::: Brano scelto

La direzione spirituale: san Vincenzo spesso ha parlato della necessità della direzione spirituale. «… la direzione spirituale è molto utile. Da essa otteniamo consiglio nelle difficoltà, incoraggiamento nell’avversione, rifugio nella tentazione, forza nell’abbattimento; infine, è una fonte di beni e di consolazioni, quando il direttore è caritatevole, prudente ed esperto»[11].

L’obiettivo di parlare con una guida spirituale, espresso chiaramente fin dai tempi dei Padri e delle Madri del deserto, è semplice: si tratta della purezza del cuore. Vincenzo raccomandava quindi la direzione spirituale almeno alcune volte all’anno[12], specialmente durante i ritiri o i tempi liturgici come la Quaresima.

Il sacramento della Riconciliazione: san Vincenzo considerava la misericordia il cuore della buona Novella. Egli l’ha descritta come «…quella bella virtù della quale è scritto: “La caratteristica di Dio è la misericordia»[13].

Le Costituzioni della Congregazione della Missione ci interpellano a ricorrere frequentemente al sacramento della Riconciliazione «per attendere alla conversione continua e ravvivare la nostra vocazione»[14].

Condivisione della fede: queste Costituzioni la raccomandano[15] e insistono sul fatto che, in un’atmosfera di preghiera «condividiamo la nostra esperienza spirituale e apostolica in un dialogo fraterno tra di noi». Il modo in cui questo viene fatto è lasciato alla comunità a cui apparteniamo. Vincenzo voleva che le condivisioni fossero sincere e concrete. Egli diceva:

«È una buona pratica scendere nei particolari delle cose umilianti, quando la prudenza permette di manifestarli ad alta voce. In tal modo se ne trae il vantaggio dovuto al superamento della ripugnanza che ognuno prova nello scoprire quello che la superbia vorrebbe tener nascosto. Sant’Agostino stesso svelò i peccati segreti della sua gioventù e ne compose un libro, perché tutti sapessero l’insolenza dei suoi errori e gli eccessi del suo libertinaggio. E quello strumento eletto, il grande apostolo san Paolo, rapito sino al cielo, non ha confessato di aver perseguitato la Chiesa? L’ha anche scritto, perché sino alla fine della storia si sapesse che era stato un persecutore»[16].

::::::
::: Dati disponibili

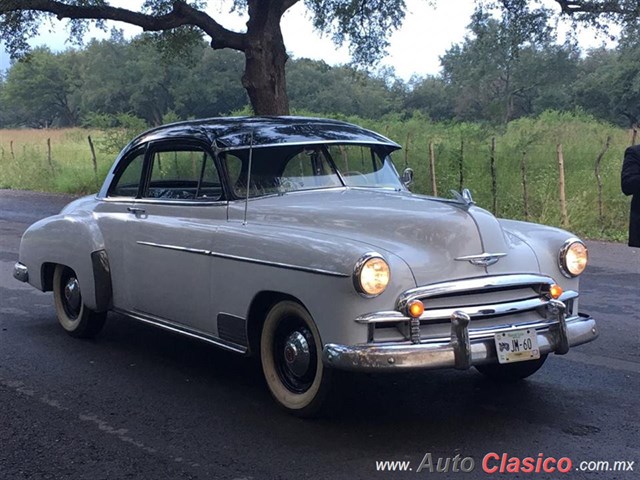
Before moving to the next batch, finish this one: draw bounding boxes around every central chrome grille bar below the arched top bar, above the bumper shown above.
[355,290,578,324]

::::::

• [Compiti da svolgere]:
(1) Ricopi dal brano scelto il tratto che va da «L’obiettivo di parlare» fino a «come la Quaresima.».
(2) Elenchi le pratiche spirituali che il brano scelto introduce con un titolo seguito dai due punti.
Il materiale proviene da una fonte diversa dal brano.

• [Risposte ai compiti]:
(1)
L’obiettivo di parlare con una guida spirituale, espresso chiaramente fin dai tempi dei Padri e delle Madri del deserto, è semplice: si tratta della purezza del cuore. Vincenzo raccomandava quindi la direzione spirituale almeno alcune volte all’anno[12], specialmente durante i ritiri o i tempi liturgici come la Quaresima.

(2)
- La direzione spirituale
- Il sacramento della Riconciliazione
- Condivisione della fede